Any software engineer can tell you that modularity is an essential characteristic of any program that must be actively developed, or even just maintained. Without modularity, any small change to one piece is liable to break a completely different piece in unpredictable ways. Adding a new feature to an unmodular system is difficult because it requires making many simultaneous changes to various pieces of a program that have no obvious relationship to each other or to the feature being added.

The same thing is true with Biology. In fact, it isn't controversial that the more complex an organism becomes, the less likely it is to evolve novel function, largely because of the intricate dependencies that must be maintained. What hasn't been attempted, so far as I know, is a quantification of approximately how much room an organism has in which to evolve – call this "mutation space" – as a function of its interdependecy complexity. In other words, how much functionality could be added/edited without requiring an unrealistic number of simultaneous compensatory changes elsewhere?

▸ **INSTRUCTIONS TO FOLLOW**
Could you copy the modularity passage word for word, from "Any software engineer" up to and including "feature being added."?

▸ **DATASET EXCERPTS**
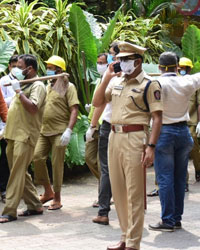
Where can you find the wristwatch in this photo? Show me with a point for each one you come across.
(151, 145)
(19, 93)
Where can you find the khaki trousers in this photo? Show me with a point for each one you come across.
(44, 146)
(92, 157)
(20, 183)
(195, 153)
(127, 183)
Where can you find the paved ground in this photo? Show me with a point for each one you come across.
(71, 228)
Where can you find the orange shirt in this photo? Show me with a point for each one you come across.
(3, 108)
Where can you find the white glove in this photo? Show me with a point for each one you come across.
(65, 138)
(15, 84)
(89, 134)
(1, 133)
(198, 129)
(88, 107)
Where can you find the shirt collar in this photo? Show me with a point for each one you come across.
(169, 74)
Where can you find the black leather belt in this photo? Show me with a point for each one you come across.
(127, 128)
(183, 123)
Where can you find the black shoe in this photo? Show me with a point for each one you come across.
(197, 176)
(153, 193)
(187, 187)
(178, 225)
(3, 197)
(160, 226)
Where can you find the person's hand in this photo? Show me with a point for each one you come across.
(65, 138)
(1, 133)
(90, 133)
(15, 85)
(88, 107)
(198, 129)
(148, 157)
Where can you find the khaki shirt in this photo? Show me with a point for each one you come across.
(193, 108)
(57, 110)
(22, 125)
(127, 99)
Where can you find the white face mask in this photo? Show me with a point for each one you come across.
(128, 66)
(18, 73)
(101, 68)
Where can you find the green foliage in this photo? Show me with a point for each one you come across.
(191, 46)
(144, 32)
(7, 49)
(191, 43)
(75, 152)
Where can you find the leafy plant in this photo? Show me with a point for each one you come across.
(7, 49)
(191, 46)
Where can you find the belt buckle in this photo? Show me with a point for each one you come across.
(118, 128)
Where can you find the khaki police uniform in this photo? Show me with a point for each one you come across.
(193, 111)
(22, 131)
(55, 120)
(126, 147)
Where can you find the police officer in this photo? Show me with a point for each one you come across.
(127, 141)
(185, 67)
(22, 131)
(60, 115)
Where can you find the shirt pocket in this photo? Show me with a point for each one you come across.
(134, 99)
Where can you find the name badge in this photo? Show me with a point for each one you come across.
(136, 90)
(119, 87)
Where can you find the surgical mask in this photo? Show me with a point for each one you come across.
(101, 68)
(128, 66)
(18, 73)
(50, 72)
(110, 58)
(183, 72)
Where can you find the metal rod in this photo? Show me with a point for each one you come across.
(42, 78)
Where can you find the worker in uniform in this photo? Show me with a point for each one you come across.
(21, 132)
(128, 150)
(185, 67)
(175, 141)
(60, 115)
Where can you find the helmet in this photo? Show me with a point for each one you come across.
(58, 61)
(184, 61)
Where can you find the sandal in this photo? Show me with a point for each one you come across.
(54, 206)
(43, 200)
(29, 212)
(7, 218)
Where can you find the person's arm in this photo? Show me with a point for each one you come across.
(97, 114)
(66, 136)
(150, 150)
(99, 95)
(27, 104)
(73, 116)
(3, 107)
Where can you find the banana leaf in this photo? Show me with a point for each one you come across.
(191, 43)
(75, 152)
(7, 48)
(105, 40)
(82, 33)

▸ **YOUR SOLUTION**
Any software engineer can tell you that modularity is an essential characteristic of any program that must be actively developed, or even just maintained. Without modularity, any small change to one piece is liable to break a completely different piece in unpredictable ways. Adding a new feature to an unmodular system is difficult because it requires making many simultaneous changes to various pieces of a program that have no obvious relationship to each other or to the feature being added.